Stated task: Retype every one of the records below word for word, but leave the pictures out of your answer.

Image object location entries
=-=-=

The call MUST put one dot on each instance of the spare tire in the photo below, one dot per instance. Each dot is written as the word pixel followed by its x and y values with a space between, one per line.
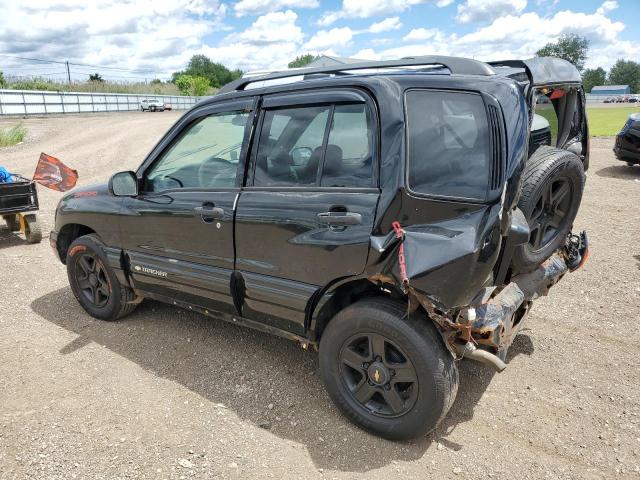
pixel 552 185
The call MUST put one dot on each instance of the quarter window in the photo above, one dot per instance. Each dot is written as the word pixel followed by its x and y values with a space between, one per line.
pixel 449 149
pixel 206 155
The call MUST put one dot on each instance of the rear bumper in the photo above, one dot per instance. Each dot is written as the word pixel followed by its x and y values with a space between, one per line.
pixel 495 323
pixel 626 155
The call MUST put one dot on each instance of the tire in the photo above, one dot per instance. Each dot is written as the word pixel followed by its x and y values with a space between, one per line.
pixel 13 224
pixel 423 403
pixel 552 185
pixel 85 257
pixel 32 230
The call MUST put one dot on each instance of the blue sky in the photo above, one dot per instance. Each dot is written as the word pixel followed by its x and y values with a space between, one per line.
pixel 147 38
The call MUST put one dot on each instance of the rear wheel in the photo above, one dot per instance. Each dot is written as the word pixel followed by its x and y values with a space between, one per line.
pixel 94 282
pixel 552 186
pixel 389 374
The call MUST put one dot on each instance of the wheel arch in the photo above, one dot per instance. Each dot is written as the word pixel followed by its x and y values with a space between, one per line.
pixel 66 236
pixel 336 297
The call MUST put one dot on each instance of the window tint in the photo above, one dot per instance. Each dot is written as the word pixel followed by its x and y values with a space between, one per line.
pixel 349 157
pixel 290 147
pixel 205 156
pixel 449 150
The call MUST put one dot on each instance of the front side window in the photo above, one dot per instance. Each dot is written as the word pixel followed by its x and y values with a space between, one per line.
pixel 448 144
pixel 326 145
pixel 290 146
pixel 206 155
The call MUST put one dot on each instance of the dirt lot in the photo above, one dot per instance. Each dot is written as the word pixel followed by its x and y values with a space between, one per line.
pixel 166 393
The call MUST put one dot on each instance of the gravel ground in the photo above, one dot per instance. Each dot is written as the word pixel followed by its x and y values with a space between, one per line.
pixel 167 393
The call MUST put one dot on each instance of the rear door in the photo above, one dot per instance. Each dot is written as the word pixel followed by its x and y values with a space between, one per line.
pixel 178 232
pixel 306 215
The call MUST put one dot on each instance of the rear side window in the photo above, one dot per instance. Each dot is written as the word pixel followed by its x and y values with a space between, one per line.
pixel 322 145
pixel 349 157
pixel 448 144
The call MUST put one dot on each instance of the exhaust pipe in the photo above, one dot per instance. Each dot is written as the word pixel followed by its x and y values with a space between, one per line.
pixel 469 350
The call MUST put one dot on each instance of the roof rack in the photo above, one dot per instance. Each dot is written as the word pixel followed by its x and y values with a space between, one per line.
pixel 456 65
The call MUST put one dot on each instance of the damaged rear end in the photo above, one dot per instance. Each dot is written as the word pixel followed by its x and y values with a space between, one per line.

=-=-=

Written response:
The call MUST put one dot on each instance of the spare tire in the photo below, one dot per instance. Each dot is written as the word pixel followed by its x and y values with a space between, one per line.
pixel 552 185
The call MUST put one dot on each instance of the quarter window in the photo above, one dot per instance. Each dot is written as the word pixel followed by its x and y values with a space between, one per line.
pixel 449 149
pixel 206 155
The call MUST put one dot on each instance of the rear bumper in the photo above, one dot per instance. Each dot is written as the word pixel followed by its x and y values with a space between, one per line.
pixel 495 323
pixel 626 155
The call MUST put one dot on each instance of the tire in the photo above, one dot per instance. Each dot is written as the word pixel followed by its x and y values with a space between, one per line.
pixel 13 224
pixel 423 403
pixel 552 185
pixel 85 257
pixel 32 230
The call MUST put one dot on each instance of the blue sky in the photo above, one dot per instance. Each dot is written as the word pixel followed by its x and y values with a space between, one per line.
pixel 147 38
The call MUST put one dot on each instance of the rear wheel in the photo above, one dot per instance. Each dot is written as the word pixel followed by its x and y values with a space between, one per line.
pixel 94 282
pixel 552 186
pixel 389 374
The call MUST put one dot on each instance of the wheel arch in the photo above, one dot per instance. Each dot is written as the word pixel followed by its x and y values with a space between, one per line.
pixel 66 236
pixel 336 297
The call MUST put one dot on each instance of the window tint in the photo above, one dot per instance. Each dot is written as the word pixel followed by its x and y values with a space between, one per line.
pixel 349 157
pixel 290 147
pixel 205 156
pixel 449 150
The call MUST put one dot on each instance of the front side window in the photo above, one dot per instance. Each dot is written as the word pixel followed by its x and y values with a space between, one per line.
pixel 448 144
pixel 326 145
pixel 290 146
pixel 206 155
The call MUST put one dot on each instance of the dirt lot in the photo above, one dot per instance. Each dot is written as the word pixel followed by its x and y values with a space between, one per line.
pixel 166 393
The call MUST put one dot on each instance of the gravel ground in the photo above, one dot per instance. Each dot is written as the word pixel followed by its x and y values with a space between, one per line.
pixel 167 393
The call MUST put one dot on each instance of the rear door in the photo above, one dot per instance. Each dot is written as the word pixel followed by its x and y values with a space between, one per line.
pixel 178 232
pixel 306 215
The call MUST put one dot on each instance of the rear side window in the photo above, one dot per instance. Each dot is written as the word pixel followed by its x and y values with a space between, one per line.
pixel 322 145
pixel 349 157
pixel 448 144
The call MUST put one dot on each instance of the exhaust pipe in the photo above, one dot per instance. Each dot is written as the word pixel followed by its x and y values with a space between, one per line.
pixel 469 350
The call MUST put one dot on each instance of the roof rack in the photo above, one dot per instance. Each dot is written as the word pixel followed by its x and y values with a space between, one per line.
pixel 456 65
The call MUST put one dot on each instance of the damaged rear end in the photo above, one dot per instance. Each dot is written as the word pixel followed by its x and y values with a space between, one per line.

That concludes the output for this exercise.